### Directions for this task
What the task needs is every record repeated exactly, nothing more.

----

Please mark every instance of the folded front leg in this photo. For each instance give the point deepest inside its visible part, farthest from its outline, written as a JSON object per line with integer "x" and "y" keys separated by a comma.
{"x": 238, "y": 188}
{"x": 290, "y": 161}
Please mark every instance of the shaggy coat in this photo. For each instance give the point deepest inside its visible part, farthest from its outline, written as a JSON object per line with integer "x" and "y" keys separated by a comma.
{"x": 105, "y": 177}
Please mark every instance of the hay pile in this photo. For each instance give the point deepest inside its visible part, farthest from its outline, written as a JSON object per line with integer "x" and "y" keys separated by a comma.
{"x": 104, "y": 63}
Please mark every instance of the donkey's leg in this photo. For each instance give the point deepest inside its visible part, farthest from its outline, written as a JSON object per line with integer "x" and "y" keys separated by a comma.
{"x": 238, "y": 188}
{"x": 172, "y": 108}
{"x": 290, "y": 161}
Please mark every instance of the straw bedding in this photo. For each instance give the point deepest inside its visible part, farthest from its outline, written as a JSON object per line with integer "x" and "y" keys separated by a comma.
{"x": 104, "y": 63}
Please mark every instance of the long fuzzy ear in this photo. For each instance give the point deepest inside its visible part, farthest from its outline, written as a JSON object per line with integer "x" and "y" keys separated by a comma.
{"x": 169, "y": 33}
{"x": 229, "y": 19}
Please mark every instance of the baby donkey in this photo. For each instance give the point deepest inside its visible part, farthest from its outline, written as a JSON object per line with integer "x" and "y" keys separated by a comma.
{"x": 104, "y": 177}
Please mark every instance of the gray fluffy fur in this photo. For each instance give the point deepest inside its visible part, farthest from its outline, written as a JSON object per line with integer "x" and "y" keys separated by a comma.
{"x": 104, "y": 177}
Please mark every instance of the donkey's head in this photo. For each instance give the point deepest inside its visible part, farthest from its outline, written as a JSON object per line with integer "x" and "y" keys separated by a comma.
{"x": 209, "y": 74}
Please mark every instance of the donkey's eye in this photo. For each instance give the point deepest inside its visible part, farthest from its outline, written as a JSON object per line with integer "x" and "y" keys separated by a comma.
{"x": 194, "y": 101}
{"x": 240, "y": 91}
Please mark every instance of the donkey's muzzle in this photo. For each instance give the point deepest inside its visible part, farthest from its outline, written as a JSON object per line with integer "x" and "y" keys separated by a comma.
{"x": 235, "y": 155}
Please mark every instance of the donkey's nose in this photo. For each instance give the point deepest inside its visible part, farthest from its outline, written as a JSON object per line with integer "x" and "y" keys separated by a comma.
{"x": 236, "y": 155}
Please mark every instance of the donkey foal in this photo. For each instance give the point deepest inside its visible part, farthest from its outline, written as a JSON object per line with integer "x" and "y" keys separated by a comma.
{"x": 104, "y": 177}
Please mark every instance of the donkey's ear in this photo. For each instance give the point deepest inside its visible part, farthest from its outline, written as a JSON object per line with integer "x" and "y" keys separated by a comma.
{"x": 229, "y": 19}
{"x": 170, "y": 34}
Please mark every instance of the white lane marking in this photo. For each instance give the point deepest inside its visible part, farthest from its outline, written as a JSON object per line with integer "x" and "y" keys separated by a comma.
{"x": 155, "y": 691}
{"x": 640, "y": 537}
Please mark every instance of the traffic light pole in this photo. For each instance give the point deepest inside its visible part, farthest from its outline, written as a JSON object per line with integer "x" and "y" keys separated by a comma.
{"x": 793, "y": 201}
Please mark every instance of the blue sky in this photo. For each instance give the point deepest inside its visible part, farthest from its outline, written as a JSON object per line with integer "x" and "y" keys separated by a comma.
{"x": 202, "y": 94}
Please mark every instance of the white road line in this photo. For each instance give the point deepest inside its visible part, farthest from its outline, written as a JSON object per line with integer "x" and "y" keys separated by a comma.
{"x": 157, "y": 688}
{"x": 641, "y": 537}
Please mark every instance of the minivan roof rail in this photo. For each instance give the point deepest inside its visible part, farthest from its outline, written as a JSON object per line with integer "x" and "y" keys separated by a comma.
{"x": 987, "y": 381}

----

### Solution to the problem
Please mark every instance of the folded front leg in this photo. For each instance give the point deepest inside its visible part, farthest from its outline, written as a JSON object per line with integer "x" and "y" keys separated by a comma.
{"x": 238, "y": 188}
{"x": 290, "y": 161}
Please mark every instance of the shaggy coat in this photo. For each instance give the point deepest inside its visible part, farthest from its outline, written as a JSON object per line with integer "x" and "y" keys separated by a comma.
{"x": 105, "y": 177}
Please mark every instance of the hay pile in this photo. For each instance give the point deepest inside its visible part, farthest from its outline, written as a JSON object per line with integer "x" and "y" keys separated by a comma.
{"x": 104, "y": 63}
Please mark every instance of the donkey's leg in this photo. For each instance give the point deepest inside its visible part, farthest from its outline, written as a JSON object per line with integer "x" and "y" keys separated by a comma.
{"x": 238, "y": 188}
{"x": 172, "y": 108}
{"x": 290, "y": 161}
Please mark every instance of the straw bedding in this photo. For each instance give the point deepest inside its visible part, farthest from its outline, written as a JSON object per line with integer "x" and "y" keys separated by a comma.
{"x": 104, "y": 63}
Please mark every instance of the long fuzzy ear in this photo. For each instance give the point deepest inside its visible part, farthest from its outline, written as a JSON object per line with integer "x" and "y" keys separated by a comma.
{"x": 169, "y": 33}
{"x": 229, "y": 19}
Please mark every instance of the baby donkey in this photo. For each instance give the point deepest inside its visible part, farthest from its outline, written as a JSON object per line with integer "x" and "y" keys separated by a comma.
{"x": 104, "y": 177}
Please mark every instance of the gray fluffy fur in this photo. For each instance give the point deepest inside its visible part, farthest from its outline, written as a JSON object per line with integer "x" and "y" keys separated by a comma.
{"x": 104, "y": 177}
Please mark every instance of the donkey's head in this photo. For each instance give the point deepest inside its visible part, farthest from its outline, written as a JSON object per line with integer "x" and "y" keys separated by a comma.
{"x": 209, "y": 74}
Please mark every instance of the donkey's eye in this photo. For each instance give the point deepest inside its visible part, farthest from its outline, written as a JSON object per line with integer "x" and "y" keys separated by a comma.
{"x": 194, "y": 101}
{"x": 240, "y": 91}
Please mark every instance of the donkey's muzzle in this photo. For each instance give the point deepest inside its visible part, farthest from its outline, written as a JSON object per line with integer "x" and "y" keys separated by a comma.
{"x": 235, "y": 155}
Please mark every instance of the donkey's nose in this photo. For each instance give the point deepest inside its visible part, farthest from its outline, written as a JSON object per line with integer "x" and "y" keys separated by a comma.
{"x": 236, "y": 155}
Please mark every instance of the donkey foal in this photo. For each instance give the point deepest inside its visible part, farthest from its outline, written as a JSON object per line with integer "x" and "y" keys separated by a comma.
{"x": 104, "y": 177}
Please mark every instance of the donkey's ear in this photo. For each instance give the point deepest inside its visible part, farthest from its outline, written as a JSON object per line with integer "x" and "y" keys separated by a comma.
{"x": 229, "y": 19}
{"x": 170, "y": 34}
Please mark every instance of the white lane marking in this photo. For each instance give the point deepest inside its visible part, farthest from its outline, written as a JSON object per line with integer "x" and "y" keys separated by a comma.
{"x": 155, "y": 691}
{"x": 640, "y": 537}
Please mark every instance of the traffic light pole in this photo. For each instance give the point deepest inside its visible part, farthest from its outline, written as a JSON object per line with integer "x" and "y" keys separated by a comma.
{"x": 793, "y": 201}
Please mark every instance of the blue sky in this photo. For each instance give the point deepest inside its visible part, farthest from its outline, written as a JSON object per line with integer "x" and "y" keys separated by a comma.
{"x": 202, "y": 94}
Please mark every instance of the white road line in this photo. For each instance give the point deepest inside its visible part, farthest from its outline, written as a JSON object per line with integer "x" and "y" keys separated by a comma.
{"x": 157, "y": 688}
{"x": 641, "y": 537}
Please mark every instance of the minivan roof rail in this photo. For each instance give the point deepest inside its visible part, farthest from its outline, written as a JSON object per line with integer "x" and "y" keys separated by a comma.
{"x": 987, "y": 381}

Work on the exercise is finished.